*GIVEN TASK:* Reproduce every item below word for word, with the pictures left out.

-- start DATA ENTRIES --

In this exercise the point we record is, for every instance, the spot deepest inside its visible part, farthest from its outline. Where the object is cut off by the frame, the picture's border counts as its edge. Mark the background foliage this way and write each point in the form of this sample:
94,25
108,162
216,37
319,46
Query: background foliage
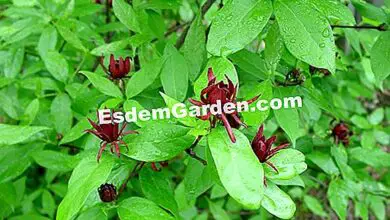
50,83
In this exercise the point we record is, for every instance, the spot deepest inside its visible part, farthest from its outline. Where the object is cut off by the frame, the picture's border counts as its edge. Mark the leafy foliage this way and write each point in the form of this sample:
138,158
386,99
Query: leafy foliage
53,78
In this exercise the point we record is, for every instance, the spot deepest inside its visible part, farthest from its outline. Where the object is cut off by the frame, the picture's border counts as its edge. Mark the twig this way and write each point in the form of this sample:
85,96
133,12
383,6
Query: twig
79,67
206,6
190,151
108,20
132,173
381,27
62,46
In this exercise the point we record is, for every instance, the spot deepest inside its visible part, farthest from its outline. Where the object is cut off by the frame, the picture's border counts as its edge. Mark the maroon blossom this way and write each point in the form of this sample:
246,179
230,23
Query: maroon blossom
162,164
341,132
262,147
108,2
225,93
107,192
117,69
313,70
109,134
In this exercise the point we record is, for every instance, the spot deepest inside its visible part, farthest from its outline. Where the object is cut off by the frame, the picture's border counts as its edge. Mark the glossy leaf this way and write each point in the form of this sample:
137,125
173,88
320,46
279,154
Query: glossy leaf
142,209
237,24
13,134
103,84
174,74
278,202
143,78
306,33
380,58
156,186
85,179
238,168
168,141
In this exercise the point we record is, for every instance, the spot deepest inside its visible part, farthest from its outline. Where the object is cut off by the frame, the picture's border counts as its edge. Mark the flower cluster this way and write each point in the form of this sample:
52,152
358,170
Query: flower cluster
314,70
262,147
108,2
109,134
341,132
107,192
117,69
224,93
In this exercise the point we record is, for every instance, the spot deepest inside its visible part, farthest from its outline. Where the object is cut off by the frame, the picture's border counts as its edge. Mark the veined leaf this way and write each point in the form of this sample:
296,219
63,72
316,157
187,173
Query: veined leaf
306,33
238,168
237,24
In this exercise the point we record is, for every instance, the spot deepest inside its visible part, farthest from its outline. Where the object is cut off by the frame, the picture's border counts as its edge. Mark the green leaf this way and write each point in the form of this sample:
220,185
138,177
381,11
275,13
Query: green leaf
14,61
47,41
198,178
377,116
361,122
156,186
377,206
324,161
289,162
57,65
30,112
221,67
373,157
274,47
13,134
295,181
338,197
69,36
340,155
237,24
76,132
288,118
174,74
335,11
368,140
194,48
142,79
264,89
251,63
14,160
238,168
380,58
370,11
217,211
159,4
126,14
306,33
314,205
7,199
62,113
278,202
55,160
158,141
188,121
107,49
103,84
141,209
48,203
85,179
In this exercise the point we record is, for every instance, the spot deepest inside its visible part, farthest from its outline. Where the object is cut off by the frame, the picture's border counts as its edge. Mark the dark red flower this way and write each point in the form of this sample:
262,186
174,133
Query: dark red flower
262,147
117,69
107,192
225,93
108,2
109,134
341,132
162,164
313,70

-- end DATA ENTRIES --

*REPLY:*
In this exercise the point we record is, for every instance, the spot deepest inside its visible part, farthest from its outline. Where the object is cut off by the frame, the picture's border counts as its edge. Mark the background foliage this way and write each point in the form of this sample:
94,25
108,162
216,37
319,46
Query: background foliage
50,83
In this exercise the point we record is, for every instance, the spot deepest inside its visible part, farthest from its outline. Where the object is cut off by the frame, the picture's border counts as its edge. Mark the leafy foliage this way and write each point in the form of this sample:
138,158
386,99
Query: leafy foliage
53,78
In this exercise the point we record is, for every instance, the spot deepest inside its visible part, farthest from its outline. Where the object is cut off by the frame, the picture's border counts as its edge. Mark the twig this way and write each point in the form of this sample:
85,96
133,12
383,6
Query: twig
79,67
206,6
190,151
108,20
132,173
381,27
62,46
In this exercise the point we record is, for every instance, the spot deepest inside its visible part, farthest from its outline. Where the object is cut off by the frame, the picture's border counts as its edge. Mark the maroon blossom this way and write each point in the form of this sample:
246,179
230,23
Query: maroon blossom
162,164
341,132
262,147
108,2
225,93
107,192
117,69
313,70
109,134
In this exercise the point we record is, for every instance, the spot deepest inside its visible part, farthest from its outline. Where the object is cut off by the frame, the picture's border counts as its edge. Mark the glossy leaf this way and write each point in the form of this sample:
137,125
173,88
320,46
279,154
Query: glossy leaf
142,209
237,24
13,134
103,84
174,74
278,202
143,78
306,33
380,58
156,186
85,179
238,168
168,141
In this exercise the point we record is, for every instance, the spot deepest inside its visible part, farthest from its outline. Where the object is cut off by the frame, the picture's border counts as its edge. Mark the flower cluster this way and write each point in the form of this sample:
52,152
358,170
Query: flower cluster
314,70
262,147
108,2
109,134
341,132
107,192
117,69
224,93
In this exercise the point we record is, for every instance, the spot deepest inside its visible part, farthest from its outline. Where the object is cut off by the frame, the picture's border counts as its edge. Mark the veined leaf this way and write each point in the form of this sample:
296,219
63,72
316,157
187,173
Query: veined leaf
306,33
238,168
237,24
In this exercise the point we record is, for every instance, the spot deepest inside its visible part, farthest from its outline. Where the object is cut off by the frame, the picture's border counts as its edge. Mark the green leaf this way and write each point in the form of this sample:
220,185
138,177
381,11
275,13
Query: green leaf
14,61
47,41
198,178
377,116
361,122
156,186
377,206
324,161
289,162
57,65
30,112
221,67
373,157
274,47
13,134
295,181
338,197
69,36
340,155
237,24
76,132
288,118
174,74
335,11
368,140
194,48
142,79
264,89
251,63
14,160
238,168
380,58
370,11
217,211
159,4
126,14
306,33
314,205
7,199
62,113
278,202
55,160
158,141
188,121
107,49
103,84
141,209
48,203
85,179
In this exercise the point we record is, for every instance, the spot deepest inside its visible part, farthest from its outline. Where the object is cut off by the frame, the picture's border counts as its edge. Mark the dark red flower this way and write each point in the form of this sample:
262,186
174,133
Query: dark red flower
262,147
117,69
107,192
225,93
108,2
109,134
341,132
162,164
313,70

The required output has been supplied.